- **ARTICLE**:
* * * *

Chocolate Turtle Cake

Chocolate Turtle Cake layers moist devil's food cake with a rich mix of sweetened condensed milk and caramel filling. The cake is pierced with holes to soak up this luscious mixture before topping with whipped topping, pecans, chocolate chips, and additional caramel, resulting in a decadent dessert with a blend of creamy, nutty, and chocolate flavors. This dessert is suitable for special occasions or any time you want a rich chocolate treat with a gooey texture.

Prep Time
10 mins
Cook Time
25 mins
Chill Time
2 hrs
Total Time
2 hrs 35 mins
Servings: 16 servings
Calories: 261 kcal
Course: Cake
Cuisine: American

Ingredients

  • 1 (15.25 ounce) devil’s food chocolate cake mix box
  • 1 (14 ounce) sweetened condensed milk can
  • 1 (12 ounce) caramel sundae topping jar
  • 1 (8 ounce) whipped topping thawed (I used fat-free, container
  • ½ cup pecans chopped, Fisher brand
  • ½ cup chocolate chips full-size okay, mini, semi-sweet
  • ⅓ cup caramel sauce or as desired (homemade or store-bought, or regular caramel sauce okay, salted

Instructions

    Cup of Yum
  1. Preheat oven to 350F. Line a 9×13-inch pan with aluminum foil and spray with cooking spray; set aside.

* * * *

- **LISTING**:

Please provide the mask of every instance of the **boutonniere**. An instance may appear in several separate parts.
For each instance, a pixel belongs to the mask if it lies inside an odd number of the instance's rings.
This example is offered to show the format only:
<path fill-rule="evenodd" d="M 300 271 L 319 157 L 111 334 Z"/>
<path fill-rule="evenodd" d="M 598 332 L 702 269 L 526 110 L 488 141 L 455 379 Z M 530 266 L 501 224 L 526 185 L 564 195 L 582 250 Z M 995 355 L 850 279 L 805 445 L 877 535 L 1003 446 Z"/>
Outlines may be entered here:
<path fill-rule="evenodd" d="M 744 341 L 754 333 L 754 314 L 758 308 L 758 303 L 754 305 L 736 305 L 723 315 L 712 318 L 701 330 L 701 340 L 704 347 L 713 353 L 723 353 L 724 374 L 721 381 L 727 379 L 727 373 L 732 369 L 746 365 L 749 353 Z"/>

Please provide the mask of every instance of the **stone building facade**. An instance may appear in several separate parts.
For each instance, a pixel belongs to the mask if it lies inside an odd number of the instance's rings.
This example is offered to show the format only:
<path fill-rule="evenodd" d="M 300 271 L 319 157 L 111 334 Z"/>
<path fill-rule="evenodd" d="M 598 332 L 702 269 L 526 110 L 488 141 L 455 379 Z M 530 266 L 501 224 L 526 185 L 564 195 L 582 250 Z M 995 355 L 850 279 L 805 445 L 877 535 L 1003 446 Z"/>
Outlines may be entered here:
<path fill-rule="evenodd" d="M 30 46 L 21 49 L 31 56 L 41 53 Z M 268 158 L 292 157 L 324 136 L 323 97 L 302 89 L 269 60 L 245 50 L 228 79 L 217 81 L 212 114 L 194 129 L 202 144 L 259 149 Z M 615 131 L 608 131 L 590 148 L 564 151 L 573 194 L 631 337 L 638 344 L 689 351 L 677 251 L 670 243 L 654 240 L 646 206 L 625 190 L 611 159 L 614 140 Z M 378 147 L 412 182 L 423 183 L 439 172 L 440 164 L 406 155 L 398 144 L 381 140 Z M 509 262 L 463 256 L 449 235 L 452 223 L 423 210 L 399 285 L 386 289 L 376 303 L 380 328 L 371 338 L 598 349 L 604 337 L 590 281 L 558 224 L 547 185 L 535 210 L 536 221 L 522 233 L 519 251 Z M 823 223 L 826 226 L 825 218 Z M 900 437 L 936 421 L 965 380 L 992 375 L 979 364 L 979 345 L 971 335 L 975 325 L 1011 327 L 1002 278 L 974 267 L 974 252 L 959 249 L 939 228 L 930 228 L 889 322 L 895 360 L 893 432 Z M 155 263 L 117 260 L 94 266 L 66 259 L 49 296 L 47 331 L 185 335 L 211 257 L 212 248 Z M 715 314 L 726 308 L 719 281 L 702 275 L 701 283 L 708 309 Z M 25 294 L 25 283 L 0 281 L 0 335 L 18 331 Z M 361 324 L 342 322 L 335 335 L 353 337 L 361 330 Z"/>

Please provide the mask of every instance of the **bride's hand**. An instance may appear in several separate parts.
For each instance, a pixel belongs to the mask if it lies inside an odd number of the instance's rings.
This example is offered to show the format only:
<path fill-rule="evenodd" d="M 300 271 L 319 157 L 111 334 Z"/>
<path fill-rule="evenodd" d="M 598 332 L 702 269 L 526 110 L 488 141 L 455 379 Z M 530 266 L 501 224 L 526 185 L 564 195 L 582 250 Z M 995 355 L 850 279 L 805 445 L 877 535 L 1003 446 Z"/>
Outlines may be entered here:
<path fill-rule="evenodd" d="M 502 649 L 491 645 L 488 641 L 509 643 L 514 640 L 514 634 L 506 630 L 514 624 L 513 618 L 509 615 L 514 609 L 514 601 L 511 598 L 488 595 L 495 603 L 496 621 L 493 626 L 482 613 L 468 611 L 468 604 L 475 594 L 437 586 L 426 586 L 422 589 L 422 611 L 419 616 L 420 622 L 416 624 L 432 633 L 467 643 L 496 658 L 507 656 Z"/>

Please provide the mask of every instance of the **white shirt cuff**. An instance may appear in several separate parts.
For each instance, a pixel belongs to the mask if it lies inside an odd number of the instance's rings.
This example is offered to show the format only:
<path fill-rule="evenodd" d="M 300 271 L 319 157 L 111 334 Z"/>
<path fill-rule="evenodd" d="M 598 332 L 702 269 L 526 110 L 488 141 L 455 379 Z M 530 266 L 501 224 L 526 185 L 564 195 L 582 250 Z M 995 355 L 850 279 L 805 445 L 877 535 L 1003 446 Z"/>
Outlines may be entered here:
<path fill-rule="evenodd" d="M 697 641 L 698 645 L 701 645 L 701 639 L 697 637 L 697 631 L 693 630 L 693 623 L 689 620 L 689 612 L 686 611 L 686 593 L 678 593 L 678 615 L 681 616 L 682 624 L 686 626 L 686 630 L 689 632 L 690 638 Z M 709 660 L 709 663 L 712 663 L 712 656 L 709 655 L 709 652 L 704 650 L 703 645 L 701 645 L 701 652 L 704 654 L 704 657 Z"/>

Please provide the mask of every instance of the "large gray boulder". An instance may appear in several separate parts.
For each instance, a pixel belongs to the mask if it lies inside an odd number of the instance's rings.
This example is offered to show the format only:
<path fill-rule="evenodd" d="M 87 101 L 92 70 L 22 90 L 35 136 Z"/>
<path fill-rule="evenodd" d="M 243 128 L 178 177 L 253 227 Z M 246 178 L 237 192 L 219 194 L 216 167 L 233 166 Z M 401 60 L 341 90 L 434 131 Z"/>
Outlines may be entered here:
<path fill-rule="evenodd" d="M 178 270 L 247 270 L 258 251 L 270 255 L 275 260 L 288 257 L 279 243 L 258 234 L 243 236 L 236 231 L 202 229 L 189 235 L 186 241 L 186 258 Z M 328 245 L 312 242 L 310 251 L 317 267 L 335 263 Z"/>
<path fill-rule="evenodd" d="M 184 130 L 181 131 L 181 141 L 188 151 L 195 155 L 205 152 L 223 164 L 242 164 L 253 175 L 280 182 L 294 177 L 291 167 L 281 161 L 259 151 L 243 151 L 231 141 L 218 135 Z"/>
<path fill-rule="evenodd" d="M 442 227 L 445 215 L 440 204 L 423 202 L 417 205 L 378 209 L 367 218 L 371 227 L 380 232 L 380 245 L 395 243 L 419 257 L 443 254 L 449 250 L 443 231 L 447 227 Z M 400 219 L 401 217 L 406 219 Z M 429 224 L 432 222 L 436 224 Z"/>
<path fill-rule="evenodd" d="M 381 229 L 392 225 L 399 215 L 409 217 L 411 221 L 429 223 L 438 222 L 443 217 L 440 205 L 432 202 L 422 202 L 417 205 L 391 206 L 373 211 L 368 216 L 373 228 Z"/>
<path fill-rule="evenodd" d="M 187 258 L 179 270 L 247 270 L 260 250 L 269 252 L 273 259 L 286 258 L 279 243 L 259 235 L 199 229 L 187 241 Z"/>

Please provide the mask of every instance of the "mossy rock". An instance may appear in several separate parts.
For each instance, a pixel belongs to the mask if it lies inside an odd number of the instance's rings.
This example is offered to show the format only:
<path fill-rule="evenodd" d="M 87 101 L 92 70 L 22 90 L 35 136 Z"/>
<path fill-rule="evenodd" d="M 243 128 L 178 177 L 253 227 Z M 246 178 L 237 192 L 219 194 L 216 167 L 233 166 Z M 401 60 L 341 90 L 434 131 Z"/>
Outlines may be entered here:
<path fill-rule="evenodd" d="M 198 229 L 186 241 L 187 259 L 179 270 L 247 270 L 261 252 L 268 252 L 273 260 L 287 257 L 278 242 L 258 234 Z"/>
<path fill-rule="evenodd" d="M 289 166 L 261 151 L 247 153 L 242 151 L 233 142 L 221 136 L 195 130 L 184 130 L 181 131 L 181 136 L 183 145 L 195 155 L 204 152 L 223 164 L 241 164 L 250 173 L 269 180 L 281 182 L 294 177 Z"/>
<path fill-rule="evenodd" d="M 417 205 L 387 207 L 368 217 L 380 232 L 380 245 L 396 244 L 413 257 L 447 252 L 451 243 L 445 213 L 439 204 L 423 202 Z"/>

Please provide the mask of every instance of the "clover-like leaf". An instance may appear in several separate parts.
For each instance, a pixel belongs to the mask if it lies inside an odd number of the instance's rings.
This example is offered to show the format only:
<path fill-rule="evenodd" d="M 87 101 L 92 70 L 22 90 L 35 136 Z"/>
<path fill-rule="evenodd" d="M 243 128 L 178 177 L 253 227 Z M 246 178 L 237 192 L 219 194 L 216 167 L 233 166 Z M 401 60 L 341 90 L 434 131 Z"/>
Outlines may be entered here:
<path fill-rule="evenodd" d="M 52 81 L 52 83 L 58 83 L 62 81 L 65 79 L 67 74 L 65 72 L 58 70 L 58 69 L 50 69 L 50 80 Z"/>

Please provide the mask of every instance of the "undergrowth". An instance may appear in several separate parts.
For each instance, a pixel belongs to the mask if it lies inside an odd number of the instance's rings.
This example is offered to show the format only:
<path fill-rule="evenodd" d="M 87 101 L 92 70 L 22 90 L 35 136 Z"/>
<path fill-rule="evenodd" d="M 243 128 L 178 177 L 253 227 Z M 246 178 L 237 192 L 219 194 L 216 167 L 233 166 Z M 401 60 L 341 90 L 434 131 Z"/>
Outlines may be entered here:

* * * *

- **WRITTEN PROBLEM A**: How long does the cake recipe say the cake should chill?
- **WRITTEN PROBLEM B**: Please copy the cake recipe from "Ingredients" up to and including "spray; set aside.".

- **WRITTEN ANSWER A**: 2 hours

- **WRITTEN ANSWER B**:
Ingredients

  • 1 (15.25 ounce) devil’s food chocolate cake mix box
  • 1 (14 ounce) sweetened condensed milk can
  • 1 (12 ounce) caramel sundae topping jar
  • 1 (8 ounce) whipped topping thawed (I used fat-free, container
  • ½ cup pecans chopped, Fisher brand
  • ½ cup chocolate chips full-size okay, mini, semi-sweet
  • ⅓ cup caramel sauce or as desired (homemade or store-bought, or regular caramel sauce okay, salted

Instructions

    Cup of Yum
  1. Preheat oven to 350F. Line a 9×13-inch pan with aluminum foil and spray with cooking spray; set aside.